• **Task to carry out**: Reproduce the stretch of the hermit crab forum thread from "I have 8 hermit" through "the 10 gal." word for word.

• **Source extract**:
=-=-=

# Anyone here have hermit crabs?



## Tappy4me (Jan 8, 2012)

*Anyone here have hermit crabs? [Image heavy]*

I have 8 hermit crabs. 5 Ecuadorian hermit crabs and 3 purple pincher hermies. 

Blu, my largest PP, I've had for 2 years now. She is the most gentle crab of the bunch. She shares a 10 gallon tank with Theo and Skip, PPs, Scuttles, and Spudnut, whom are Ecuadorians. Dwelling in my 5.5 gallon tank are Athena, Roxanne and Squirt, the other three Ecuadorian hermies.

I've also had Theo and Skip for 2 years, with Scuttles and Spudnut approaching a year and a half. The other three I've had for about a year now. (I can't remember exactly without looking back :lol

Just some info about the tanks...
The 10 gal has about 6 inches of Aragonite (sugar sized) sand, with several terra cotta pots, plastic ivy, fresh water bowl and ocean salt water bowl and food dishes, as well as loads of shells. 
The 5.5 gal tank has 4 inches of sand and the same decorations mostly as the 10 gal.
Both tanks are kept at 78% humidity, have a UTH (under the tank heater) that keeps one side about 81-82* and the other side stays around 70*.

My goal is to get a minimum of a 20 gal long tank to move them all too. My current conditions work for them now, but they are growing quickly! hehe.

Now onto some pictures!

Blue









Scuttles










Skip










Spudnut










Theo










Athena (left ) Roxanne (right)--(I need to look at Roxanne again...I think she's actually a he, but I can't remember)









I'll edit in a picture of Squirt later. She just surfaced from a molt recently.


----------



## Badjer (Oct 25, 2011)

Hermit crabs were my first non-fish pet when I was little. I love the critters...last year when I was in the Bahamas, my little brother and I would go out each morning and catch as many wild hermit crabs as we could. One day we caught over 200 of them! I wouldn't mind owning another one sometime soon...I do have an empty kritter keeper. Nothing compared to your awesome sounding set ups but enough room for a crabby little friend! :-D

Also, how exactly do you tell a hermit crabs gender? Didn't even know that was possible!


----------



## purplemuffin (Aug 12, 2010)

We had one, but sadly it was already pretty sick when we got it, so he didn't make it too long despite finally being in proper care.  For a while it looked like he was going to make it, but alas, just didn't happen. 


I'd love to have a huge glass furniture piece/aquarium dedicated to a large colony of hermit crabs someday.  











He/she was rather pretty, and I still miss the cool little guy. It was actually Nathan's sister's.


----------



## Tappy4me (Jan 8, 2012)

Badjer said:


> Hermit crabs were my first non-fish pet when I was little. I love the critters...last year when I was in the Bahamas, my little brother and I would go out each morning and catch as many wild hermit crabs as we could. One day we caught over 200 of them! I wouldn't mind owning another one sometime soon...I do have an empty kritter keeper. Nothing compared to your awesome sounding set ups but enough room for a crabby little friend! :-D
> 
> Also, how exactly do you tell a hermit crabs gender? Didn't even know that was possible!

=-=-=

• **Provided information**:
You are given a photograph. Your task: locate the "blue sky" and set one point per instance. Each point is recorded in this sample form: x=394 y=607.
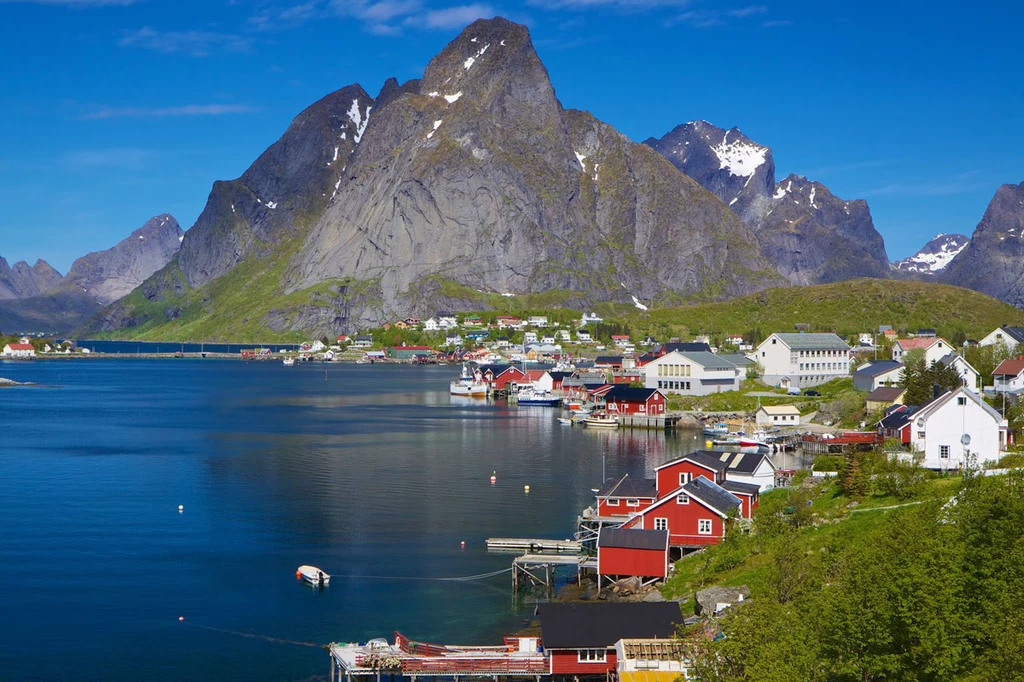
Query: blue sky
x=115 y=111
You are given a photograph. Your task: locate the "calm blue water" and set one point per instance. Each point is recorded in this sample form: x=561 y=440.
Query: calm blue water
x=373 y=471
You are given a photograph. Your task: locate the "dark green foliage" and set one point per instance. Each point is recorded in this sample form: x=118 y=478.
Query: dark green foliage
x=930 y=591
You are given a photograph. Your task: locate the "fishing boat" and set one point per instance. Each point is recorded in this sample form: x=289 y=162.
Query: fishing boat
x=313 y=576
x=469 y=384
x=606 y=422
x=716 y=429
x=528 y=395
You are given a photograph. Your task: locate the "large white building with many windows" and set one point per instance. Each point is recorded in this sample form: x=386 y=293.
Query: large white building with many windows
x=801 y=360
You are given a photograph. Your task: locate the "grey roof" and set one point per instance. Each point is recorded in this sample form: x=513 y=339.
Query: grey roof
x=878 y=369
x=744 y=488
x=886 y=394
x=628 y=486
x=712 y=494
x=709 y=360
x=738 y=359
x=600 y=624
x=706 y=458
x=813 y=341
x=633 y=539
x=747 y=462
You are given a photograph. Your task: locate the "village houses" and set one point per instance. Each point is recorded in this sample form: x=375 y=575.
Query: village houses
x=801 y=360
x=691 y=374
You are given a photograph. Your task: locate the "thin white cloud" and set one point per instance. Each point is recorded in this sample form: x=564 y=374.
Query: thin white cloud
x=111 y=159
x=195 y=43
x=167 y=112
x=76 y=3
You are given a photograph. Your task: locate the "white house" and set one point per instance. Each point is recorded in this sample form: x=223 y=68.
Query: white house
x=691 y=374
x=1008 y=336
x=954 y=424
x=777 y=415
x=970 y=376
x=800 y=360
x=752 y=468
x=1009 y=377
x=18 y=350
x=933 y=347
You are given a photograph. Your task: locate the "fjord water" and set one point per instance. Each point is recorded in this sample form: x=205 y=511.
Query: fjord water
x=364 y=470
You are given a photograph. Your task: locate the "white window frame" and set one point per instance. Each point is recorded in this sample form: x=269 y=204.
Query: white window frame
x=592 y=655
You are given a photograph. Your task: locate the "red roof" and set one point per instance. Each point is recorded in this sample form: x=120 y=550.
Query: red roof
x=919 y=342
x=1011 y=367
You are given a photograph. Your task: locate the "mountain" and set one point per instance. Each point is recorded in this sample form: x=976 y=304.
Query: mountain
x=108 y=275
x=993 y=261
x=934 y=256
x=808 y=233
x=25 y=281
x=39 y=299
x=473 y=177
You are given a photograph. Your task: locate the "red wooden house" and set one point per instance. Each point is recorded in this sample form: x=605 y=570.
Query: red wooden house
x=626 y=496
x=630 y=552
x=624 y=399
x=694 y=514
x=500 y=376
x=581 y=637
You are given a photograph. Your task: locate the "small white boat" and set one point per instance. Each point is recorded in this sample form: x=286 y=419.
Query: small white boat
x=313 y=576
x=469 y=384
x=608 y=422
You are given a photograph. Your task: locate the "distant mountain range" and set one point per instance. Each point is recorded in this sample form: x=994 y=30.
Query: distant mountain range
x=38 y=298
x=474 y=180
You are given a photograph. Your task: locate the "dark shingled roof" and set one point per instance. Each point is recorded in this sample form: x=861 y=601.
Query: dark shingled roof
x=623 y=392
x=745 y=462
x=712 y=494
x=736 y=486
x=629 y=487
x=705 y=458
x=633 y=539
x=600 y=625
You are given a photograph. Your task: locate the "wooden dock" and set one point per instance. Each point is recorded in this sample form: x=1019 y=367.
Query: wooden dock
x=534 y=545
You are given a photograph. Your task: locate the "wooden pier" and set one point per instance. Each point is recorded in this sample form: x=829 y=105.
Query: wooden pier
x=526 y=569
x=534 y=545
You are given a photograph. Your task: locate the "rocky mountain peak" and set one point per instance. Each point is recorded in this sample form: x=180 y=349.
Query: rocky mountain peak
x=24 y=281
x=111 y=274
x=992 y=262
x=727 y=163
x=934 y=256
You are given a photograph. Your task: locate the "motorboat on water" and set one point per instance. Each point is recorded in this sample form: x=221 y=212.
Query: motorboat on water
x=313 y=576
x=469 y=384
x=601 y=421
x=716 y=429
x=530 y=395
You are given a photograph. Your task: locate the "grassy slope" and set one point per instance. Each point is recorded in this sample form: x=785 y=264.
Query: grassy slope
x=241 y=298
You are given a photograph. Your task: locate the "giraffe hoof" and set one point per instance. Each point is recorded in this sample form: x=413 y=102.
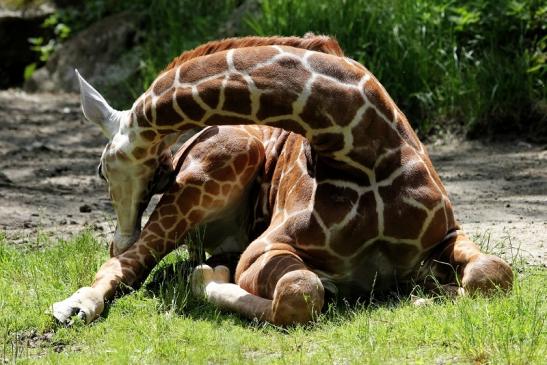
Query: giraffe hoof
x=87 y=304
x=222 y=274
x=205 y=274
x=486 y=274
x=202 y=275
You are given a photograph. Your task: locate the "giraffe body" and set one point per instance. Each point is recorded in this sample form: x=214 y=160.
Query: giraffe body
x=307 y=169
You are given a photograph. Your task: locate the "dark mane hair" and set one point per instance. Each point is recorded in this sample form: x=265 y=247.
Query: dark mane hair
x=310 y=41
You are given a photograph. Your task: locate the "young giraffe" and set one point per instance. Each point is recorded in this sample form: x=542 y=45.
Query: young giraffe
x=342 y=195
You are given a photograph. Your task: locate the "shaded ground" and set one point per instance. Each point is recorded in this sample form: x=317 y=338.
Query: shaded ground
x=48 y=182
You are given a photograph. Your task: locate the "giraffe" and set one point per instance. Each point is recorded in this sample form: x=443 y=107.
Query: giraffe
x=303 y=165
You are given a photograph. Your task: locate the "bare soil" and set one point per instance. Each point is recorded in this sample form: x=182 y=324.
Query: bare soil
x=48 y=181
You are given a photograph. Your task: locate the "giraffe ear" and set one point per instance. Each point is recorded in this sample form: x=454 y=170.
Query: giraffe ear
x=97 y=110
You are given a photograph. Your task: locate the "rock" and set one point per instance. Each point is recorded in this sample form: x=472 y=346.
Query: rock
x=101 y=53
x=15 y=29
x=85 y=208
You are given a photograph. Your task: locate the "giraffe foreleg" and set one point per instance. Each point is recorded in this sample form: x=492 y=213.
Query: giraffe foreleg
x=208 y=182
x=273 y=284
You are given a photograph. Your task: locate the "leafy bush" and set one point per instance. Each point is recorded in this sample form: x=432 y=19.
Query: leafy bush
x=472 y=65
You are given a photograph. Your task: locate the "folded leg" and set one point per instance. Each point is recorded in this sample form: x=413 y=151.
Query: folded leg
x=475 y=270
x=273 y=284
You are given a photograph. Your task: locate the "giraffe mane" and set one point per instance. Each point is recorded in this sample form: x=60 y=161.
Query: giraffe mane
x=318 y=43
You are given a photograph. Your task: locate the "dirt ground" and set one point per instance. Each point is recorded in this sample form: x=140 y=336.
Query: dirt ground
x=48 y=181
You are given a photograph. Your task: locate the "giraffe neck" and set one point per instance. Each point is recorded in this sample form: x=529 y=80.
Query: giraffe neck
x=333 y=101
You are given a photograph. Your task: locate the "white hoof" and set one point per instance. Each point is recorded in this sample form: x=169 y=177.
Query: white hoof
x=86 y=303
x=203 y=275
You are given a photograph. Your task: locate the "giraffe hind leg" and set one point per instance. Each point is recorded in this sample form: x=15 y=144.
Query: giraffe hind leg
x=475 y=271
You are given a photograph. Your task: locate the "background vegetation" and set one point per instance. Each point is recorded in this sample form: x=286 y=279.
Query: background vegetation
x=477 y=66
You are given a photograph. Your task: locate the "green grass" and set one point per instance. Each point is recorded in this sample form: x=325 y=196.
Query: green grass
x=159 y=323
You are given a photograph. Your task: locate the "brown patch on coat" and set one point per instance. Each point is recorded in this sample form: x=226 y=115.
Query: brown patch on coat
x=315 y=43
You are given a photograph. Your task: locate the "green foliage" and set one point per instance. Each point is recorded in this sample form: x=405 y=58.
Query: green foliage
x=477 y=63
x=474 y=65
x=45 y=47
x=160 y=324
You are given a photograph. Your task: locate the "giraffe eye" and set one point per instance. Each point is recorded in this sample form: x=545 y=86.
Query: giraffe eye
x=100 y=171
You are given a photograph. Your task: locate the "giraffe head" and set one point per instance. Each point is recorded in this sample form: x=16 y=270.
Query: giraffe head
x=134 y=169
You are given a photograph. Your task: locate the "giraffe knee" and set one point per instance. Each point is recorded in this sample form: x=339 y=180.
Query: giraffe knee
x=298 y=297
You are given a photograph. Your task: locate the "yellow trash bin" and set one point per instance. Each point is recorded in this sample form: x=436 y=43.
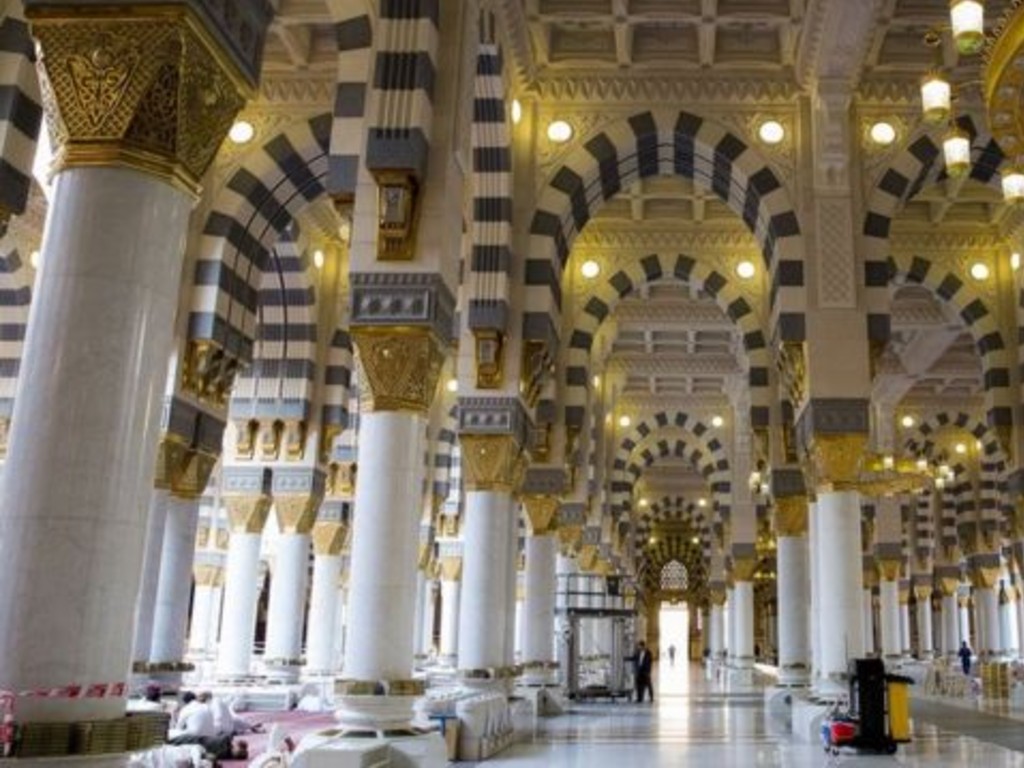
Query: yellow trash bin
x=899 y=709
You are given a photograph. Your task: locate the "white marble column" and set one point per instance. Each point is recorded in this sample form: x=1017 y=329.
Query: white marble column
x=328 y=540
x=950 y=626
x=988 y=612
x=794 y=619
x=926 y=647
x=174 y=585
x=839 y=543
x=904 y=623
x=539 y=609
x=889 y=617
x=484 y=609
x=247 y=515
x=742 y=595
x=964 y=615
x=289 y=580
x=87 y=410
x=427 y=616
x=206 y=608
x=868 y=605
x=717 y=629
x=145 y=605
x=385 y=543
x=451 y=592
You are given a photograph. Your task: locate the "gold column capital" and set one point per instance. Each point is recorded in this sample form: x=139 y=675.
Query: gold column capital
x=489 y=462
x=588 y=557
x=889 y=567
x=743 y=568
x=541 y=511
x=569 y=538
x=451 y=567
x=983 y=577
x=247 y=514
x=837 y=459
x=296 y=514
x=400 y=367
x=208 y=576
x=146 y=87
x=329 y=538
x=791 y=515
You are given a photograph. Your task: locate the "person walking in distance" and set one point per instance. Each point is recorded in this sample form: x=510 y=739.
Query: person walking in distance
x=642 y=663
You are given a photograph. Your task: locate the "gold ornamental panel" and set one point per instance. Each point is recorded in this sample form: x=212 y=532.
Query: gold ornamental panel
x=489 y=462
x=247 y=514
x=296 y=514
x=791 y=515
x=838 y=459
x=889 y=568
x=541 y=511
x=399 y=368
x=148 y=88
x=329 y=538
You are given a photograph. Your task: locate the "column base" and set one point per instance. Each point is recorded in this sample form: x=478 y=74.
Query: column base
x=414 y=751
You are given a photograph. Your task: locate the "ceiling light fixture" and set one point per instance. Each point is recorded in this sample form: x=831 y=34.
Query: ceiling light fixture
x=771 y=132
x=559 y=131
x=242 y=132
x=745 y=269
x=883 y=133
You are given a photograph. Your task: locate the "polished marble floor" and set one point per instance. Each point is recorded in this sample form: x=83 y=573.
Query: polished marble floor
x=697 y=723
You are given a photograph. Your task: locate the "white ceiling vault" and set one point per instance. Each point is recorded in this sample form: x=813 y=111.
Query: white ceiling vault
x=738 y=62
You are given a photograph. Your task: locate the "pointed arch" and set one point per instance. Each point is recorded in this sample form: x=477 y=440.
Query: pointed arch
x=663 y=142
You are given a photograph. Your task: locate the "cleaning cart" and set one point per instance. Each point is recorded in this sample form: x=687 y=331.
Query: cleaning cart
x=878 y=718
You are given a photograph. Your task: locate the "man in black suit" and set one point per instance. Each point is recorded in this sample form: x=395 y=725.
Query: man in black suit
x=641 y=672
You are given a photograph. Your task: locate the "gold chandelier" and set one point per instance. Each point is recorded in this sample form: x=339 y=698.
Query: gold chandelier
x=1003 y=80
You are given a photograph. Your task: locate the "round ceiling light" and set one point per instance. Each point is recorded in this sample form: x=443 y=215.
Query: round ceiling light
x=883 y=133
x=559 y=131
x=771 y=132
x=745 y=269
x=242 y=132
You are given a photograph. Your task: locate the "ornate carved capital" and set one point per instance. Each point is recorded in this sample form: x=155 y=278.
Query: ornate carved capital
x=399 y=366
x=489 y=462
x=247 y=514
x=208 y=375
x=146 y=87
x=837 y=459
x=791 y=515
x=329 y=538
x=541 y=511
x=181 y=470
x=569 y=538
x=296 y=514
x=889 y=568
x=451 y=568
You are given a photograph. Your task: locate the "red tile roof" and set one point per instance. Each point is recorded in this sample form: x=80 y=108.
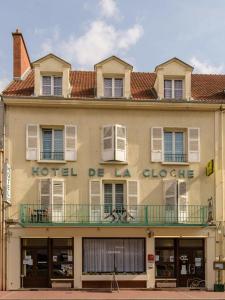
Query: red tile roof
x=205 y=87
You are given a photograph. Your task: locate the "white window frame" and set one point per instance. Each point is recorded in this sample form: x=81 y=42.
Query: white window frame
x=52 y=85
x=173 y=131
x=113 y=86
x=173 y=87
x=114 y=192
x=51 y=204
x=53 y=140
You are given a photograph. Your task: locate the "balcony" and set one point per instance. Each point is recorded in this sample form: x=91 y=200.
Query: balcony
x=105 y=215
x=178 y=158
x=52 y=155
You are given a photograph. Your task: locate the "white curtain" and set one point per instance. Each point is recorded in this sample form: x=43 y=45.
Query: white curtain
x=106 y=255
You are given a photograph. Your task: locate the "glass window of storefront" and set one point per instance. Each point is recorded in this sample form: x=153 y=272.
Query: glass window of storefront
x=46 y=259
x=179 y=259
x=165 y=263
x=108 y=255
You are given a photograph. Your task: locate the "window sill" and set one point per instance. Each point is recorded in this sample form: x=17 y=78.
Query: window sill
x=113 y=163
x=176 y=163
x=52 y=161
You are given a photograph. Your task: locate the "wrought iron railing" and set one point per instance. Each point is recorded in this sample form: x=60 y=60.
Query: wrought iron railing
x=168 y=157
x=105 y=215
x=52 y=155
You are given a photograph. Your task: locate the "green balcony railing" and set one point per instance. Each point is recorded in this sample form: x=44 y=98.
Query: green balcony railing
x=106 y=215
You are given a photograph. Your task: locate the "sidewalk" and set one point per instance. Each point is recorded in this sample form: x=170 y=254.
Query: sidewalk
x=123 y=295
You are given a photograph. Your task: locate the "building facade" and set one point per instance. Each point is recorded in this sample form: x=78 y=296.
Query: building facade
x=108 y=174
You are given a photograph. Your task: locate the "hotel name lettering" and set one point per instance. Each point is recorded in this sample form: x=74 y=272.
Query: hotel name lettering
x=100 y=172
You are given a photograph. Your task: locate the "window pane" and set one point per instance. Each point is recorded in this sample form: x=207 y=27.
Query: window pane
x=47 y=143
x=58 y=144
x=62 y=242
x=108 y=87
x=178 y=89
x=46 y=85
x=179 y=146
x=35 y=242
x=168 y=146
x=109 y=255
x=119 y=195
x=118 y=85
x=107 y=197
x=191 y=243
x=58 y=86
x=164 y=242
x=168 y=89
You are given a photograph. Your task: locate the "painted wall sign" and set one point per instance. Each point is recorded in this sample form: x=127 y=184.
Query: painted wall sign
x=37 y=171
x=180 y=173
x=7 y=183
x=100 y=172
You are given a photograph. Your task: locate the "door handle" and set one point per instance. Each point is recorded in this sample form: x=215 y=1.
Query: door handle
x=189 y=269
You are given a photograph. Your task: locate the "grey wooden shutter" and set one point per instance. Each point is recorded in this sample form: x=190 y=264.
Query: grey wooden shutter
x=57 y=200
x=194 y=144
x=32 y=142
x=182 y=201
x=156 y=144
x=170 y=200
x=95 y=200
x=120 y=143
x=132 y=200
x=45 y=193
x=108 y=144
x=70 y=142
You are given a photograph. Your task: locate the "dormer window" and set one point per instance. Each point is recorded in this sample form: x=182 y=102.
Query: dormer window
x=113 y=87
x=51 y=85
x=173 y=89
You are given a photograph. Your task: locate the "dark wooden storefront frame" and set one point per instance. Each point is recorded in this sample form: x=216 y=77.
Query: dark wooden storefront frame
x=177 y=250
x=50 y=255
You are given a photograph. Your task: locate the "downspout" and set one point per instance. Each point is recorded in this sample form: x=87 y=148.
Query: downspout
x=221 y=222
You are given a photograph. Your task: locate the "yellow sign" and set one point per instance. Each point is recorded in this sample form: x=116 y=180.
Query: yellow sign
x=210 y=168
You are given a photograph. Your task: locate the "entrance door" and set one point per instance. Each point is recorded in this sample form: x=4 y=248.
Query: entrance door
x=35 y=268
x=190 y=265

=-=-=

• **Exercise output**:
I have 8 hermit crabs. 5 Ecuadorian hermit crabs and 3 purple pincher hermies. 

Blu, my largest PP, I've had for 2 years now. She is the most gentle crab of the bunch. She shares a 10 gallon tank with Theo and Skip, PPs, Scuttles, and Spudnut, whom are Ecuadorians. Dwelling in my 5.5 gallon tank are Athena, Roxanne and Squirt, the other three Ecuadorian hermies.

I've also had Theo and Skip for 2 years, with Scuttles and Spudnut approaching a year and a half. The other three I've had for about a year now. (I can't remember exactly without looking back :lol

Just some info about the tanks...
The 10 gal has about 6 inches of Aragonite (sugar sized) sand, with several terra cotta pots, plastic ivy, fresh water bowl and ocean salt water bowl and food dishes, as well as loads of shells. 
The 5.5 gal tank has 4 inches of sand and the same decorations mostly as the 10 gal.